◆ **Work required**
Please reproduce the following material word for word, without changing anything.

-------

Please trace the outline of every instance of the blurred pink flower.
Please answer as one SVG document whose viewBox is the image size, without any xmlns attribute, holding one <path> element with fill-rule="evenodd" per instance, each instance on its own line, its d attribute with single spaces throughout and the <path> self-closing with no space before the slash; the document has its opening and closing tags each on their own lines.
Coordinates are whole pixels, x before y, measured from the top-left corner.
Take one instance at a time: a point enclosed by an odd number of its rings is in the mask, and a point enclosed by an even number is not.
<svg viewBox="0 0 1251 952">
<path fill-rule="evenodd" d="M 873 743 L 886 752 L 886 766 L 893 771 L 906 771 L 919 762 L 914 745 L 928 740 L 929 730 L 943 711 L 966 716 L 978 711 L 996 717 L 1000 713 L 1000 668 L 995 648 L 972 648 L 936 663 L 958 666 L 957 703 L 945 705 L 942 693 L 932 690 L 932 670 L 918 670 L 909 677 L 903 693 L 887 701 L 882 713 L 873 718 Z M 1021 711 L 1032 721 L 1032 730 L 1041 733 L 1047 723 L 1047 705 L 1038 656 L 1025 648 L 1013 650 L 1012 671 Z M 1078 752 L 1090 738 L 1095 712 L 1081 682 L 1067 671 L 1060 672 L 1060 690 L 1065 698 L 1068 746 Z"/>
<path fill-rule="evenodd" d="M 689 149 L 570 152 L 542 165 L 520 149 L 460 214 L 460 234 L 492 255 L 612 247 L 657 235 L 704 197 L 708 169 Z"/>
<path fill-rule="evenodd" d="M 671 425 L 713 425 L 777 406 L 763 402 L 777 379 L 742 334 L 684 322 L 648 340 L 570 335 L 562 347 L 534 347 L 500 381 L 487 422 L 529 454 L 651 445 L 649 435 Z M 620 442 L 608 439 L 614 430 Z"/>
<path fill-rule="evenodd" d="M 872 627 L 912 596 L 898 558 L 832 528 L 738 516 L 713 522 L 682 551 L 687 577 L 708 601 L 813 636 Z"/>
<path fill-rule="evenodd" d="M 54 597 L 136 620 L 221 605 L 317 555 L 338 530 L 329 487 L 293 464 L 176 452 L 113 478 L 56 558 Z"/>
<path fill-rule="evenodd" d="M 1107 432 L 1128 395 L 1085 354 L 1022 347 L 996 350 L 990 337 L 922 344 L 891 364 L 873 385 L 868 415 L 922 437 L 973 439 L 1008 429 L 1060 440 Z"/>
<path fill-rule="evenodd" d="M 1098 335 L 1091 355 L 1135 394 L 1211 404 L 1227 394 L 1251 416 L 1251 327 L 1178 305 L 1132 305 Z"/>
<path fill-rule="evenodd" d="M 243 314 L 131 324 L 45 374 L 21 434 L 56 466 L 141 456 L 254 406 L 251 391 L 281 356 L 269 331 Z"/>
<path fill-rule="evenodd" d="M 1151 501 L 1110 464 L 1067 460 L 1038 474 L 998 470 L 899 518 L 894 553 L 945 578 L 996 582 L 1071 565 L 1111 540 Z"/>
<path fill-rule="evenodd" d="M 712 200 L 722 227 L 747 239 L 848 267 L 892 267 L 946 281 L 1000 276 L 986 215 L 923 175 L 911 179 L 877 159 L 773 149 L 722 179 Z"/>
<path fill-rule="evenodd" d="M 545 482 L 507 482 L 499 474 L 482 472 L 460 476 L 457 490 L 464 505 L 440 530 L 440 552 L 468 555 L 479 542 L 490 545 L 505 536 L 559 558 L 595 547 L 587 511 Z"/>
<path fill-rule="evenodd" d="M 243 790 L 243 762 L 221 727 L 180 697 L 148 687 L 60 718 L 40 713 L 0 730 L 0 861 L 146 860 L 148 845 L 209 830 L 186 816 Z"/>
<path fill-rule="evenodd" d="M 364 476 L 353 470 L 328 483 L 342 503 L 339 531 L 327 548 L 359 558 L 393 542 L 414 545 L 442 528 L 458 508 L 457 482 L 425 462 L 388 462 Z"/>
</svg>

-------

◆ **Solution below**
Please trace the outline of every instance of the blurred pink flower.
Please answer as one SVG document whose viewBox is the image size, without any xmlns attribute, holding one <path> element with fill-rule="evenodd" per instance, each instance on its own line, its d attribute with single spaces throughout and the <path> self-closing with no space before the slash; the document has its opening and closing tags each on their own lines.
Coordinates are whole pixels, x before y, measured from the top-left corner.
Take one instance at a time: a point enclosed by an odd number of its rings is in the mask, and a point enclosed by an even number is not.
<svg viewBox="0 0 1251 952">
<path fill-rule="evenodd" d="M 873 743 L 886 752 L 886 766 L 893 771 L 906 771 L 919 762 L 914 745 L 928 740 L 929 730 L 943 711 L 966 716 L 978 711 L 996 717 L 1000 713 L 1000 668 L 995 648 L 972 648 L 936 663 L 958 666 L 957 703 L 945 705 L 942 693 L 932 690 L 932 670 L 918 670 L 909 677 L 903 693 L 887 701 L 882 713 L 873 718 Z M 1021 711 L 1032 721 L 1032 730 L 1041 733 L 1047 723 L 1047 705 L 1038 656 L 1025 648 L 1013 650 L 1012 671 Z M 1078 752 L 1090 738 L 1095 712 L 1081 682 L 1067 671 L 1060 672 L 1060 690 L 1065 698 L 1068 746 Z"/>
<path fill-rule="evenodd" d="M 689 149 L 570 152 L 542 165 L 520 149 L 460 214 L 460 234 L 492 255 L 612 247 L 657 235 L 704 197 L 708 169 Z"/>
<path fill-rule="evenodd" d="M 671 425 L 713 425 L 777 406 L 763 402 L 777 379 L 742 334 L 684 322 L 648 340 L 570 335 L 562 347 L 534 347 L 500 381 L 487 422 L 529 454 L 651 445 L 649 435 Z M 620 442 L 608 439 L 614 430 Z"/>
<path fill-rule="evenodd" d="M 872 627 L 912 596 L 898 558 L 832 528 L 738 516 L 713 522 L 682 551 L 687 577 L 708 601 L 813 636 Z"/>
<path fill-rule="evenodd" d="M 54 597 L 136 620 L 221 605 L 317 555 L 338 530 L 329 487 L 293 464 L 176 452 L 113 478 L 56 558 Z"/>
<path fill-rule="evenodd" d="M 1107 432 L 1128 395 L 1085 354 L 1022 347 L 996 350 L 990 337 L 922 344 L 891 364 L 873 385 L 868 415 L 922 437 L 973 439 L 1008 429 L 1060 440 Z"/>
<path fill-rule="evenodd" d="M 1098 335 L 1091 355 L 1135 394 L 1211 404 L 1227 394 L 1251 416 L 1251 327 L 1178 305 L 1132 305 Z"/>
<path fill-rule="evenodd" d="M 243 314 L 131 324 L 45 374 L 21 434 L 56 466 L 141 456 L 254 406 L 251 391 L 281 356 L 269 331 Z"/>
<path fill-rule="evenodd" d="M 1151 501 L 1110 464 L 1067 460 L 1038 474 L 998 470 L 899 518 L 894 553 L 945 578 L 996 582 L 1071 565 L 1111 540 Z"/>
<path fill-rule="evenodd" d="M 712 200 L 722 227 L 747 239 L 848 267 L 892 267 L 946 281 L 1000 276 L 986 215 L 923 175 L 911 179 L 877 159 L 773 149 L 722 179 Z"/>
<path fill-rule="evenodd" d="M 545 482 L 507 482 L 499 474 L 482 472 L 460 476 L 457 490 L 464 505 L 440 530 L 440 552 L 468 555 L 479 542 L 490 545 L 505 536 L 559 558 L 595 547 L 587 511 Z"/>
<path fill-rule="evenodd" d="M 243 790 L 243 762 L 221 727 L 180 697 L 148 687 L 60 718 L 40 713 L 0 730 L 0 861 L 146 860 L 148 845 L 209 830 L 186 816 Z"/>
<path fill-rule="evenodd" d="M 364 476 L 353 470 L 328 483 L 342 503 L 339 531 L 327 548 L 359 558 L 393 542 L 414 545 L 442 528 L 458 508 L 457 482 L 425 462 L 388 462 Z"/>
</svg>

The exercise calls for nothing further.